*Verilen metin*:
'''

Bir zaman İsrailoğullarından, Allah'tan başkasına tapmamak, anaya, babaya, akrabaya, yetimlere, yoksullara iyilik etmek üzere kesin söz almıştık. İnsanlara güzellikle söz söyleyin, iyi şeyler buyurun, namaz kılın, zekat verin demiştik. Sonra pek azınız müstesna, sözünüzden dönmüştünüz, hala da dönmedesiniz zaten.

(Bakara 83)

Abdullah-Ahmet Akgün Meali:

Hani İsrailoğullarından, “Allah’tan başkasına kulluk yapmayın, anneye-babaya, yakınlara, yetimlere ve yoksullara iyilikle davranın, insanlara güzel söz söyleyin, namazı dosdoğru kılın ve zekâtı verin” diye misak almıştık. Sonra siz, pek azınız hariç, (sözünüzden ve özünüzden) döndünüz ve (hâlâ) yüz çevirip duruyorsunuz… (YaniHakk davanızdan ve sadakat iddianızdan dönüp hıyanet ettiniz. Siz zaten hâlâ yüzünüzü ve yönünüzü Hakk’tan çeviren dönek kimselersiniz!)

(Bakara 83)

'''

*Verilen görevler*:
1. Metinde "Bir zaman İsrailoğullarından" diye başlayan paragrafı, ana bilgilerini koruyarak kısa bir madde listesi hâlinde yeniden yazın.
2. Metnin "Bir zaman İsrailoğullarından" diye başlayan paragrafında kendilerine iyilik edilmesi istenenlerin hepsini sıralayın.
3. Metinden "Bir zaman İsrailoğullarından, Allah'tan" sözleriyle başlayıp "da dönmedesiniz zaten." sözlerine kadar devam eden kısmı aynen çıkarın.

*Veri satırları*:

'''

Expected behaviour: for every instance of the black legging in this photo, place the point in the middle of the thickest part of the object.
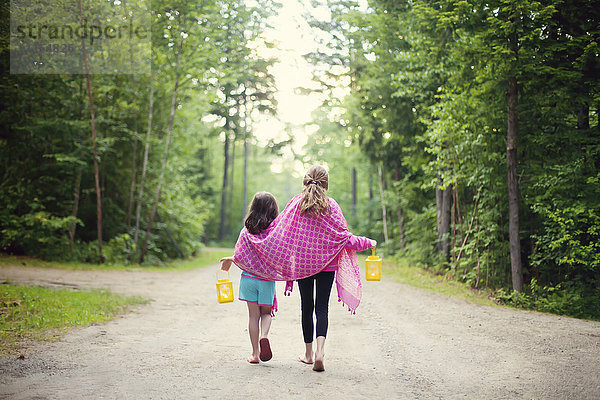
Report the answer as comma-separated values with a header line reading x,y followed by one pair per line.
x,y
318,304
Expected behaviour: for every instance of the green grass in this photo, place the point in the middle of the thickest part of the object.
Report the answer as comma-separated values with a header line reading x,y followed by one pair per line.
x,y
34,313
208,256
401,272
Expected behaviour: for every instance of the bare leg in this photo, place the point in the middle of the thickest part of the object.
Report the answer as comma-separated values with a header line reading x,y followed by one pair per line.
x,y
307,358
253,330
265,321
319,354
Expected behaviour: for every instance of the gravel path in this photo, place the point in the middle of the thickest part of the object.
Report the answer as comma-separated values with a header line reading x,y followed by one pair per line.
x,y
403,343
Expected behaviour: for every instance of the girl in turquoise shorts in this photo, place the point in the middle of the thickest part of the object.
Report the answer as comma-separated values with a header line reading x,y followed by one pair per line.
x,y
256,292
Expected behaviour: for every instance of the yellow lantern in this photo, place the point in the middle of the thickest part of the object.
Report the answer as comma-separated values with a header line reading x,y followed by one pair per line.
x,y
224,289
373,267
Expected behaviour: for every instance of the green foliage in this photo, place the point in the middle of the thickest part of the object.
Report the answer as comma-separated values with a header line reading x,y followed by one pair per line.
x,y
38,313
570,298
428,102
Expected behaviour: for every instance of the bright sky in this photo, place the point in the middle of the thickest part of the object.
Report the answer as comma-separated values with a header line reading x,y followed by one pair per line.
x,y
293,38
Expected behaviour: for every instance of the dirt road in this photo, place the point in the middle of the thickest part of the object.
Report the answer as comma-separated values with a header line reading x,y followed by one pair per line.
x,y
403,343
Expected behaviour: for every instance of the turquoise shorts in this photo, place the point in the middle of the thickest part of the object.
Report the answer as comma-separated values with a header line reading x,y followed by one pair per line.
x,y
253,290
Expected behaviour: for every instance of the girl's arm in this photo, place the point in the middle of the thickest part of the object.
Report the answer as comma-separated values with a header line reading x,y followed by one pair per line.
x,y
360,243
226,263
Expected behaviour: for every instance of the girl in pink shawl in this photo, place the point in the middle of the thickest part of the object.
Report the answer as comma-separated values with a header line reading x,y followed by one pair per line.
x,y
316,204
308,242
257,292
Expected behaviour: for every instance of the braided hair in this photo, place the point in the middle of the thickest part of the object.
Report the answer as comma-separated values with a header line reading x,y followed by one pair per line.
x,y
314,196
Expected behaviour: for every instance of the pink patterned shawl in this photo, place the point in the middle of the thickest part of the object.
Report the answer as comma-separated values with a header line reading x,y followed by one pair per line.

'''

*Görev çözümleri*:
1.
- İsrailoğullarından kesin söz alındı: Allah'tan başkasına tapmayacaklar; anaya, babaya, akrabaya, yetimlere ve yoksullara iyilik edecekler.
- Onlara insanlara güzellikle söz söylemeleri, iyi şeyler buyurmaları, namaz kılmaları ve zekât vermeleri söylendi.
- Pek azı dışında sözlerinden döndüler ve hâlâ dönmekteler.

2.
- ana
- baba
- akraba
- yetimler
- yoksullar

3.
Bir zaman İsrailoğullarından, Allah'tan başkasına tapmamak, anaya, babaya, akrabaya, yetimlere, yoksullara iyilik etmek üzere kesin söz almıştık. İnsanlara güzellikle söz söyleyin, iyi şeyler buyurun, namaz kılın, zekat verin demiştik. Sonra pek azınız müstesna, sözünüzden dönmüştünüz, hala da dönmedesiniz zaten.